══ MATERIAL PROVIDED ══
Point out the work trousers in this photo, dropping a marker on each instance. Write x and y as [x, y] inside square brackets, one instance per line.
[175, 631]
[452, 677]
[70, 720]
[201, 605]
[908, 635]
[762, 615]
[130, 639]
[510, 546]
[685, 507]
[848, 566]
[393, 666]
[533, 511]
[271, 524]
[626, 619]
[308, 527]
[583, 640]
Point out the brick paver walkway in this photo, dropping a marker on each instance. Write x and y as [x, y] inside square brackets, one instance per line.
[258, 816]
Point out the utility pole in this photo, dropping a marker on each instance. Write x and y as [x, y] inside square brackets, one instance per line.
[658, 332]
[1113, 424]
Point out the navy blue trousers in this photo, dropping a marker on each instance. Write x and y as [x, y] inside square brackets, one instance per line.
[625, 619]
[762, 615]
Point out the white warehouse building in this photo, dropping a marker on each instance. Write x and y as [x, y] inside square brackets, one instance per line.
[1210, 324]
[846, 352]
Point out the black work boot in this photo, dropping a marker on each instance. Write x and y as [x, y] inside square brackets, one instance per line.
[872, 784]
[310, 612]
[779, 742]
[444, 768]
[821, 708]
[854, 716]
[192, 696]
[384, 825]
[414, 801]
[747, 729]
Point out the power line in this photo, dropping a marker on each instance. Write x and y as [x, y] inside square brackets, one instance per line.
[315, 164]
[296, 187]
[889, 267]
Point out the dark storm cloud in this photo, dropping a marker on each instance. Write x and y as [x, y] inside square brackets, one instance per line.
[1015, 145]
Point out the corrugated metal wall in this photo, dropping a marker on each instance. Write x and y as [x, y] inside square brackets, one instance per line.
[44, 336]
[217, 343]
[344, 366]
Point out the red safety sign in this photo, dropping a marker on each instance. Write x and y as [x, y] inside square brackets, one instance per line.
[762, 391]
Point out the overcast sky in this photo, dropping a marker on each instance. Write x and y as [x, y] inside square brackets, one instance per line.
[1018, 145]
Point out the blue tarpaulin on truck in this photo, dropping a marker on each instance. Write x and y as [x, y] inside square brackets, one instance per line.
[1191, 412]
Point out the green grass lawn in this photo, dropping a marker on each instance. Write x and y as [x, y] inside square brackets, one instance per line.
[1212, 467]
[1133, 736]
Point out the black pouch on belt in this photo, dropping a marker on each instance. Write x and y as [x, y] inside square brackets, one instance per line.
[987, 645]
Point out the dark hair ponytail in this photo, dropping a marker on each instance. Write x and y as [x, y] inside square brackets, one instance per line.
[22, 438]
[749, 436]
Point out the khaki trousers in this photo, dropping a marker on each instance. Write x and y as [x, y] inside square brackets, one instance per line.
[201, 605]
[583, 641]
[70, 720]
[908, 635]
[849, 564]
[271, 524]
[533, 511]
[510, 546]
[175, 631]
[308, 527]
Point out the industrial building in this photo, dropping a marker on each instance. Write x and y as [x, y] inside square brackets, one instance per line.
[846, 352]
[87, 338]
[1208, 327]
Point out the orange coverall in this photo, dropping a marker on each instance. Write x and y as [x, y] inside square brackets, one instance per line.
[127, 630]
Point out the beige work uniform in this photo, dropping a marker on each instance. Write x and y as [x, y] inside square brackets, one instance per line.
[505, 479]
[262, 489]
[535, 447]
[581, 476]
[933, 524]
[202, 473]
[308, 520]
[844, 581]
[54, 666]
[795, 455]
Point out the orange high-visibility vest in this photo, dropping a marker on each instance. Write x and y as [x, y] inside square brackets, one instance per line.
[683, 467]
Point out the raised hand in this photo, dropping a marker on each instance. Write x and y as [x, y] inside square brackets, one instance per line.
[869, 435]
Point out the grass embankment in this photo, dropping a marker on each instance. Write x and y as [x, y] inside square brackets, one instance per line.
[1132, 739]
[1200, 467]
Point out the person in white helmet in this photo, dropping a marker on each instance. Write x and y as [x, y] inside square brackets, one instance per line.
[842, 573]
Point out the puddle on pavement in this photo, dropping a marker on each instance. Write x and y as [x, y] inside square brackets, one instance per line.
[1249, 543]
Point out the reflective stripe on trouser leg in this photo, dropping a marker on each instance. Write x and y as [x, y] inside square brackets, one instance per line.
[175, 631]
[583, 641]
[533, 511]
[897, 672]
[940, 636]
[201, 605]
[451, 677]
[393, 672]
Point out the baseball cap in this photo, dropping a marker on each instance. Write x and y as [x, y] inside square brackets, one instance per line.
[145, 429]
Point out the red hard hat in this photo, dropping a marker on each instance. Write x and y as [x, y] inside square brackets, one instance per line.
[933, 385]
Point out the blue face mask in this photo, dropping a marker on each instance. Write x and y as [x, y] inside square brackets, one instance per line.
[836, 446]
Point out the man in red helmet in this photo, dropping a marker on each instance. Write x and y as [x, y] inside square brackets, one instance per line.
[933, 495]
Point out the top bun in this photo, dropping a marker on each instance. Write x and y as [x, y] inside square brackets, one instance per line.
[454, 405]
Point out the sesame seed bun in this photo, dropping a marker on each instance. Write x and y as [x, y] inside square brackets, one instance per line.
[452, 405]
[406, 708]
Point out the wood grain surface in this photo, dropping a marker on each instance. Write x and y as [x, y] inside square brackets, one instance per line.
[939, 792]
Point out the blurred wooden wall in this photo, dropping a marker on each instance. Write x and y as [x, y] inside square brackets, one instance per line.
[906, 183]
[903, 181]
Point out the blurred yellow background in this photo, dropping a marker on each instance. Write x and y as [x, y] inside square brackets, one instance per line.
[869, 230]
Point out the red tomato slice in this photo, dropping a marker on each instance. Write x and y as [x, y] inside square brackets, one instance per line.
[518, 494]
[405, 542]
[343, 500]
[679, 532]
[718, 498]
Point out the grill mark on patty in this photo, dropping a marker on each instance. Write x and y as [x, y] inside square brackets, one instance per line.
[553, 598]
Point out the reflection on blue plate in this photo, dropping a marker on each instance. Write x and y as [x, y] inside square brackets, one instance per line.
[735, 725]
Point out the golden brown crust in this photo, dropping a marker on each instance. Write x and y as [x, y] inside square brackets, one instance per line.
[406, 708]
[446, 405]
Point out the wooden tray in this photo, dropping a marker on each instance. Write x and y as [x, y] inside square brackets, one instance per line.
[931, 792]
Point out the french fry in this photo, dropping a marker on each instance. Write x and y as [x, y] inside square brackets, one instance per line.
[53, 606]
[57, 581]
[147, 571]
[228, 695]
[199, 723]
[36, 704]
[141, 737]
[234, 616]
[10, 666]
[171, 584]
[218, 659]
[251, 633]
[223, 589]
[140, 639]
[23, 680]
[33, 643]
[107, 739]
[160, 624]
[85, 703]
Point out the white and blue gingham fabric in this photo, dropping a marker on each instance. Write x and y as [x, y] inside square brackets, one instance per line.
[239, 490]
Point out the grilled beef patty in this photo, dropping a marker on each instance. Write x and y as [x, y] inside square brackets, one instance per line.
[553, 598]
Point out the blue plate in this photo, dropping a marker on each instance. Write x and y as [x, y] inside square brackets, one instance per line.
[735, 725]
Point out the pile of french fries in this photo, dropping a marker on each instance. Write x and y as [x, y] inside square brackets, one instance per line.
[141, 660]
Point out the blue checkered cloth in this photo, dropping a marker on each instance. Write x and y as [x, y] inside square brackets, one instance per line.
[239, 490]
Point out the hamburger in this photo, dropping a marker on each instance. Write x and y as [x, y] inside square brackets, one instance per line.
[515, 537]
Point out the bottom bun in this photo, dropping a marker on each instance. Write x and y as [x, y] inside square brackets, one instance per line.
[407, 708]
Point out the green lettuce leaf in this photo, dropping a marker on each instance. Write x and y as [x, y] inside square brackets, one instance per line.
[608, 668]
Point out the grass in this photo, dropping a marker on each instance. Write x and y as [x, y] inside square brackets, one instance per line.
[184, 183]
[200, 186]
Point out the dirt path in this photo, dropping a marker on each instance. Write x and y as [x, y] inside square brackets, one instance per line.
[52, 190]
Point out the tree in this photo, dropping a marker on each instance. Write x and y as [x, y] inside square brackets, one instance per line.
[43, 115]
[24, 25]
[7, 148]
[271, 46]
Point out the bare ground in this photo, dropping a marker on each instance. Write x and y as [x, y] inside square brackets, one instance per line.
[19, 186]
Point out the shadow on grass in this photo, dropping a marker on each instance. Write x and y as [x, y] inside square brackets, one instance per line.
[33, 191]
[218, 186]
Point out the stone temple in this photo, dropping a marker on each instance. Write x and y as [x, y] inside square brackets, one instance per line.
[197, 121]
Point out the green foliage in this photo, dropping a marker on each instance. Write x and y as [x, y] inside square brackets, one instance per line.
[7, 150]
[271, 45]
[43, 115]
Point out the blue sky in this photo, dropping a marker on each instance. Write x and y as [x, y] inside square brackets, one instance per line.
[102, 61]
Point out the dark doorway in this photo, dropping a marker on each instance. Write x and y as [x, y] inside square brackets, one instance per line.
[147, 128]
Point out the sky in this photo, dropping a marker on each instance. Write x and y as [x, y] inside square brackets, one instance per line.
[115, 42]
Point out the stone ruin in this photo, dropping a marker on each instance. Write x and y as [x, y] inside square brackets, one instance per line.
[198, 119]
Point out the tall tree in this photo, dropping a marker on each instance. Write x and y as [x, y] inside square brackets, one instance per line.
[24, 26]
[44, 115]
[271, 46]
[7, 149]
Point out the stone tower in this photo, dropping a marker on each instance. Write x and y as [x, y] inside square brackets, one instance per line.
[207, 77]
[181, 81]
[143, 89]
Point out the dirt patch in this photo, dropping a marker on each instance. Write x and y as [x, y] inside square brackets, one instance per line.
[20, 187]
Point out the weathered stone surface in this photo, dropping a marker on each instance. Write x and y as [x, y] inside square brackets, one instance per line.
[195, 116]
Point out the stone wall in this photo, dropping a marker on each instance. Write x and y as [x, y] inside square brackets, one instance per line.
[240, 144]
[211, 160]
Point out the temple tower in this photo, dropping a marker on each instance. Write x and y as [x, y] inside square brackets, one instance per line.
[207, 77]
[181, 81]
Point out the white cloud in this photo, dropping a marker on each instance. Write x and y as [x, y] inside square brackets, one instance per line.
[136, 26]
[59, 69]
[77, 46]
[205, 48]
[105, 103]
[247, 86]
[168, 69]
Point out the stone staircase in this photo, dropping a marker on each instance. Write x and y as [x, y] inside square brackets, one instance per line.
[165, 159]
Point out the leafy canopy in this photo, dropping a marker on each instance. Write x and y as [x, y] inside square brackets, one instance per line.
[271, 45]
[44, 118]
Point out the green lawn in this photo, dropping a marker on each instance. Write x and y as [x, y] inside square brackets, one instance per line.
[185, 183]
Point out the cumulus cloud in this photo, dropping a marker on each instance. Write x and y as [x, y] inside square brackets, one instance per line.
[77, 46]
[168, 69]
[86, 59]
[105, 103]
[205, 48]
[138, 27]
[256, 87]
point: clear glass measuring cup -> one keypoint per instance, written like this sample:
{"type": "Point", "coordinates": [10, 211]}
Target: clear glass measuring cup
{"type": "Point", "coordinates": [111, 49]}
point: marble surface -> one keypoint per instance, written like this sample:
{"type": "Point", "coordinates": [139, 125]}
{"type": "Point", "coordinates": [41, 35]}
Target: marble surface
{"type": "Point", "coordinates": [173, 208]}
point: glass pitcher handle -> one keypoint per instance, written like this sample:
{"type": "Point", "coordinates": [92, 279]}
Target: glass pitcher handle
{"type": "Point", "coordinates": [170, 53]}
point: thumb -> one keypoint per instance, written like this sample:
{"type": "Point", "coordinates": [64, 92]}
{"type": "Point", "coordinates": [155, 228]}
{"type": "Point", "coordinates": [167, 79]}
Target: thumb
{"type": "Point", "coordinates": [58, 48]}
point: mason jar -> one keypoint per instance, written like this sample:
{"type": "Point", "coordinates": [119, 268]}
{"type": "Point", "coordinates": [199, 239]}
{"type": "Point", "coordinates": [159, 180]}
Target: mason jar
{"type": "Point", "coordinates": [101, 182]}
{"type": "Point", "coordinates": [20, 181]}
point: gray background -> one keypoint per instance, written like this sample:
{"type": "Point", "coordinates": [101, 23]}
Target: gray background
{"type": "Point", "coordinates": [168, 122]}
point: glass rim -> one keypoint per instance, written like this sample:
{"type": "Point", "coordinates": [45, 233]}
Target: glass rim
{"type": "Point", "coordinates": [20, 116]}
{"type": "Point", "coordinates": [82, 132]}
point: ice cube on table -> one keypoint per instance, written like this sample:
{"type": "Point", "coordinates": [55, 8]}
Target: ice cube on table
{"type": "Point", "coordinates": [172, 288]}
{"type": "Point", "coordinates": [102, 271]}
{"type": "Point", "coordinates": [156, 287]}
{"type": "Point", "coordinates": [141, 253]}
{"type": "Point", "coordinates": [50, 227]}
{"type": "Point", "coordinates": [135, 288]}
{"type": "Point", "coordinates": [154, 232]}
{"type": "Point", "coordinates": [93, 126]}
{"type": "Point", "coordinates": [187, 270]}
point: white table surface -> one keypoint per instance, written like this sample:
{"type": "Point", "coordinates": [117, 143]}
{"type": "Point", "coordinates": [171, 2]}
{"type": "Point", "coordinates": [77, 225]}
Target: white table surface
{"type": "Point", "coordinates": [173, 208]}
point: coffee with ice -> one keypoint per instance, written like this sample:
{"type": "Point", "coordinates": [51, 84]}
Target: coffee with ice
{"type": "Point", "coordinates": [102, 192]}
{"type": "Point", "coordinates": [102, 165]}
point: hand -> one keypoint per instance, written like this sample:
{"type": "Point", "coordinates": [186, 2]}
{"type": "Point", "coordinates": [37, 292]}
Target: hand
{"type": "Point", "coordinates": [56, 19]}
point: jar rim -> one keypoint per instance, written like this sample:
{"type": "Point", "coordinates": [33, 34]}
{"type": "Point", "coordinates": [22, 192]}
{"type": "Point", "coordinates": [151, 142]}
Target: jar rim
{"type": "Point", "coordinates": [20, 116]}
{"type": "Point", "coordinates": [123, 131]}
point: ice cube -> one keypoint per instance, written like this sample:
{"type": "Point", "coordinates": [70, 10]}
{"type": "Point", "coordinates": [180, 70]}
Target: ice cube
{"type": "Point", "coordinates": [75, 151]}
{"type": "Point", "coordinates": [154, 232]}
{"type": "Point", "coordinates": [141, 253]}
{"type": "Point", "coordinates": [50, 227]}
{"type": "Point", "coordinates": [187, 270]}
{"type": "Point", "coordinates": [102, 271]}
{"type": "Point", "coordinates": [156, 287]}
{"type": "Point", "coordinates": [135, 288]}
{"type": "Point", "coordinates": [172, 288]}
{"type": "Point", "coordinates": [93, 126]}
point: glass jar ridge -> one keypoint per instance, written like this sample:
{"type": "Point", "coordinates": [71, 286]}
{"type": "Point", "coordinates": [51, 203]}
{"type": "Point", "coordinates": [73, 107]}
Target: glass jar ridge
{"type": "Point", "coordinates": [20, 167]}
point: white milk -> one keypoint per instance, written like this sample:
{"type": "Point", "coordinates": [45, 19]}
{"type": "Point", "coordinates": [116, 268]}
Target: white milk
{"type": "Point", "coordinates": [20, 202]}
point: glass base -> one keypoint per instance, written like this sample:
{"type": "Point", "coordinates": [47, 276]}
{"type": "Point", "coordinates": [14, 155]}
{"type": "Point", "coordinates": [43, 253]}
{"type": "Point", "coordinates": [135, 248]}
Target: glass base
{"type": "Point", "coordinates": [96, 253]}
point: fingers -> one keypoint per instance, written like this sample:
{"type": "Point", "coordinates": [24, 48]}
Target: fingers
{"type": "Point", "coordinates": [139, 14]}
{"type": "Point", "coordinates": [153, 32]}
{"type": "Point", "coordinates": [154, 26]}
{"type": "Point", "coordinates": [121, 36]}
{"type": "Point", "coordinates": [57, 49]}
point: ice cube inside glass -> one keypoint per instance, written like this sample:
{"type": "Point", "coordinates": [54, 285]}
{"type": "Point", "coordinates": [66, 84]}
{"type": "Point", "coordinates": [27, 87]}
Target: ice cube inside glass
═══
TO DO. Repeat nothing before the line containing "Target: fingers"; repeat that line and every later line of the listing exactly.

WRITTEN SOLUTION.
Target: fingers
{"type": "Point", "coordinates": [139, 14]}
{"type": "Point", "coordinates": [153, 32]}
{"type": "Point", "coordinates": [154, 26]}
{"type": "Point", "coordinates": [121, 36]}
{"type": "Point", "coordinates": [57, 49]}
point: ice cube inside glass -> one keypoint per instance, written like this sample:
{"type": "Point", "coordinates": [54, 285]}
{"type": "Point", "coordinates": [66, 84]}
{"type": "Point", "coordinates": [27, 87]}
Target: ice cube inside glass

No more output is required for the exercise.